Exercise task: The records below should be written out again, exactly.

Provided information:
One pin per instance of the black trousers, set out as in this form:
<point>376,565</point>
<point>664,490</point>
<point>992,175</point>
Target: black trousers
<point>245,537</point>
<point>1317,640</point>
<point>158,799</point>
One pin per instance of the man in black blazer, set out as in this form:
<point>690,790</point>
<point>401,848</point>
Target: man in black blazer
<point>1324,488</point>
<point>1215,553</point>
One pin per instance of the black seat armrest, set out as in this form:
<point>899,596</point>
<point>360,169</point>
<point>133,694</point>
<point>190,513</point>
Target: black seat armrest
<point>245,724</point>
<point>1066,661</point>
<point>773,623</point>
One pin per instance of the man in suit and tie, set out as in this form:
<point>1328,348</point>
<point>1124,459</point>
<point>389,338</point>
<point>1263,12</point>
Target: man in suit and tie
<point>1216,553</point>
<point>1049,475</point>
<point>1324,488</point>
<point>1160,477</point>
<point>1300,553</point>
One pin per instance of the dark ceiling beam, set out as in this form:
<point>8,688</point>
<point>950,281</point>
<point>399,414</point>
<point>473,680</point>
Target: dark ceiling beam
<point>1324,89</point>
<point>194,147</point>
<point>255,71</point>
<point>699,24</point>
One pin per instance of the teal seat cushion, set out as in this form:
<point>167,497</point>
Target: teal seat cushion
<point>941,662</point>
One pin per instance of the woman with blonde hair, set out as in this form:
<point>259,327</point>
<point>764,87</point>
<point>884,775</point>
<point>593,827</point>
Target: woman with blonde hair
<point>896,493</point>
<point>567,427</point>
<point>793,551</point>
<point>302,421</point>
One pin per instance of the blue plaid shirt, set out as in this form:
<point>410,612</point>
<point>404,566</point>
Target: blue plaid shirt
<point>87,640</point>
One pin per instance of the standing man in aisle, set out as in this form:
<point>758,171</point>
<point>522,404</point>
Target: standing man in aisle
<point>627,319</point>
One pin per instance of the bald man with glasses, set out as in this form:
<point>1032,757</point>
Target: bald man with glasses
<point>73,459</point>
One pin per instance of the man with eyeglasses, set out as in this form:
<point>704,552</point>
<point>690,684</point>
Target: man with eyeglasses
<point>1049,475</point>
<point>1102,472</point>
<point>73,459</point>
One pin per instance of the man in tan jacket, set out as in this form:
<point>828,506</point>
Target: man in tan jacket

Answer to the exercise:
One pin per instance of the black trousers, set out as in this form:
<point>376,565</point>
<point>664,490</point>
<point>992,175</point>
Target: black trousers
<point>245,537</point>
<point>1317,640</point>
<point>158,799</point>
One pin per instance of the man in black blazer, set out as in this form:
<point>690,790</point>
<point>401,848</point>
Target: man in black blazer
<point>1324,488</point>
<point>1215,553</point>
One pin per instance of the black seat armrest, set out as in this form:
<point>899,596</point>
<point>360,169</point>
<point>133,694</point>
<point>190,513</point>
Target: black seat armrest
<point>245,724</point>
<point>1066,661</point>
<point>773,623</point>
One pin per instance of the man in suit and tie, set out as in this form:
<point>1328,348</point>
<point>1124,459</point>
<point>389,338</point>
<point>1263,12</point>
Target: man in suit and tie
<point>1216,553</point>
<point>1049,475</point>
<point>1324,488</point>
<point>1160,477</point>
<point>1300,553</point>
One pin per instance of the dark ceiling beam, set out as in this form:
<point>8,688</point>
<point>950,281</point>
<point>399,414</point>
<point>473,680</point>
Target: dark ceiling beam
<point>1324,89</point>
<point>194,147</point>
<point>255,71</point>
<point>699,24</point>
One pin per instance of the teal seat cushion, set out as in this form:
<point>167,497</point>
Target: teal seat cushion
<point>941,662</point>
One pin per instance of the woman with blonde hair, set out as in this form:
<point>259,327</point>
<point>764,87</point>
<point>884,775</point>
<point>593,827</point>
Target: woman with blonde hair
<point>896,493</point>
<point>567,427</point>
<point>793,551</point>
<point>302,421</point>
One pin per instance of the blue plaid shirt, set out as in this form:
<point>410,612</point>
<point>404,566</point>
Target: blue plaid shirt
<point>87,640</point>
One pin per instance of the standing man in aisle, set out as in this form:
<point>758,171</point>
<point>522,404</point>
Target: standing man in aisle
<point>627,319</point>
One pin per instance of the bald man with glasses, set out as in this form:
<point>1032,757</point>
Target: bald man with glasses
<point>73,459</point>
One pin per instance of the man with eyeglasses, set out as in this form:
<point>704,552</point>
<point>690,684</point>
Target: man with eyeglasses
<point>1049,475</point>
<point>1102,472</point>
<point>73,459</point>
One pin per instance of the man in tan jacket, set out as in this form:
<point>828,506</point>
Target: man in tan jacket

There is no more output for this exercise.